▶ Extract:

Organizations around the world must combat the growing threat of drive-by cyber attacks. Firewall appliances are often configured as the first line of defense against malicious attacks, so buying and installing a firewall is usually the first step in securing your network.
Once your firewall is up and running, your IT team must properly configure the device so that critical services can trespass through the firewall while unwanted connections are explicitly denied. How can your organization implement a firewall management system? Let’s take a deeper look at the most powerful features of common firewall appliances.
As you walk through the halls of your office, have you ever noticed an employee doing something other than their job? Perhaps you’ve caught them browsing the web, playing games, or watching streamed television.
Salary.com reports that 61% of employees who participated in a recent survey admitted to wasting between 30 minutes to an hour at work each day. Properly configuring content filtering options will take away the urge for employees to browse the internet on the company’s dime.
From an information security standpoint, organizations that house sensitive data should always have some sort of content filtering policy enabled. Without content filtering, the attack surface of your organization grows exponentially. Seemingly innocent websites such as MSN, Forbes, and others have unknowingly served malware to their visitors after a group of hackers compromised the advertising platform that was embedded into each of these websites.
Most firewalls give administrators the ability to pick and choose the categories of websites that can be displayed on company PCs. For example, if you blocked the email category, your users would not be able to login to email service providers such as Gmail, Office 365, or Yahoo Mail.
Most modern firewall appliances have an intrusion prevention feature baked into the platform that prevents known cyber attacks from happening on your network. Perhaps you have a public facing web server that clients use to transmit, fetch, or store data.
Servers facing the outside internet are frequently scanned by penetration testing scripts. If your servers are vulnerable, these pen testing scripts provide hackers with an easy method of compromising your server and causing harm to your network.
When you configure your firewall using intrusion prevention policies, your network can automatically deflect and defend against known cyber attacks. Intrusion prevention is typically an add-on service for many firewalls. Most firewalls will automatically reach out to the manufacturer’s database to grab definition files that are updated daily.
Port Blocking & IP Address Filtering
Ready to take control over the connection attempts into your network? Firewalls provide your IT team with the ability restrict both inbound and outbound network traffic. Administrators can easily block specific IP addresses by setting up a firewall rule. These rules can be granularized to only allow connections on specific ports.

▶ Exercises to complete:
A - According to the firewall article, what share of surveyed employees admitted to wasting time at work each day, and how much time?
B - Carry on the firewall article from its last sentence, keeping the same topic and tone.

▶ Supplied records:
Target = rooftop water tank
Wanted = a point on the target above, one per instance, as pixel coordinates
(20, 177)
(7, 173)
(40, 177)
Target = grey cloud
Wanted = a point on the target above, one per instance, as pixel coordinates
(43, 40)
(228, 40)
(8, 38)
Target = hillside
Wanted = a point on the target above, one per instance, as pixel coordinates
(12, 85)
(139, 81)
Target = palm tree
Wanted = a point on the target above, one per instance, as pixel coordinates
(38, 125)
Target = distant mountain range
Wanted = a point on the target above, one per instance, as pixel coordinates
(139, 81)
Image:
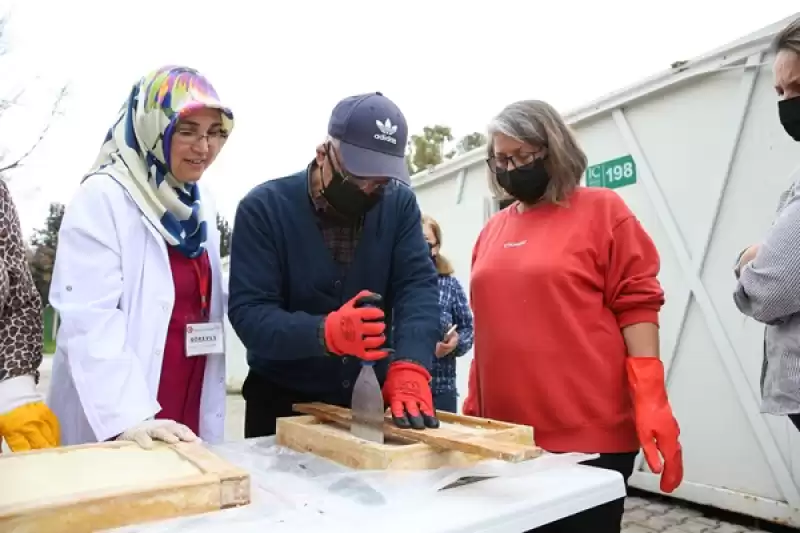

▶ Outputs for the tasks:
A - 61% of surveyed employees admitted to wasting between 30 minutes and an hour at work each day.

B -
For example, if you created a network address translation policy for a Windows based web server, you could open up ports 80 (http) and 443 (https) while blocking ports 3389 (Remote Desktop). These robust features provide administrators with the ability to keep harmful traffic out of their network while simultaneously providing legitimate traffic a prioritized route to the packet’s final destination.
The most overlooked feature in your firewall is the firewall logs. The easiest way to detect and prevent a cyber attack is meticulously evaluate the firewall logs.
If a malicious attack is launched against your network, your firewall logs will serve as the forensics evidencing the payload of the attack. Many firewalls can be setup to email alerts to administrators when specific events occur.
Many system administrators have automated the task of sifting through firewall logs. Sophisticated 3rd party tools are available to help your organization sift through all the logs your firewall devices generate. These apps can prove to be extremely helpful, should your organization consist of several firewalls networked together in a site-to-site VPN configuration.
Which Firewall is Right for You?
There really is no right or wrong answer as to which firewall is the best on the market today. While some enterprises choose to buy Cisco gear exclusively, competitors such as Palo Alto Networks, SonicWALL, and Juniper have emerged as major players within the firewall appliance industry.
If your business is rapidly growing, the first step in combating a cyber attack is to properly install and configure a firewall for your organization’s public facing network. Get familiar with the different features and functionalities of the various firewall appliances available on the market.
Some firewalls will provide advanced features such as the ability to block IPs by the country of origin, automatic detection of viruses, and built-in cyber attack mitigation. Consider these key factors when selecting the best firewall for your small business.